Copy out each item below, substituting "wooden wall shelf" for every occurrence of "white upper cabinet" and changing nothing else.

── Records supplied

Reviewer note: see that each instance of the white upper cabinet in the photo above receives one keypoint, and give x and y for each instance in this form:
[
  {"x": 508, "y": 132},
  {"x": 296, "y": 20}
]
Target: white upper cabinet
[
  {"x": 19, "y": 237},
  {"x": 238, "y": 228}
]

────

The result =>
Reviewer note: see that each instance of the wooden wall shelf in the photo above receives one keypoint, and give x and y for each instance in this form:
[
  {"x": 508, "y": 132},
  {"x": 296, "y": 20}
]
Target: wooden wall shelf
[
  {"x": 19, "y": 237},
  {"x": 238, "y": 228}
]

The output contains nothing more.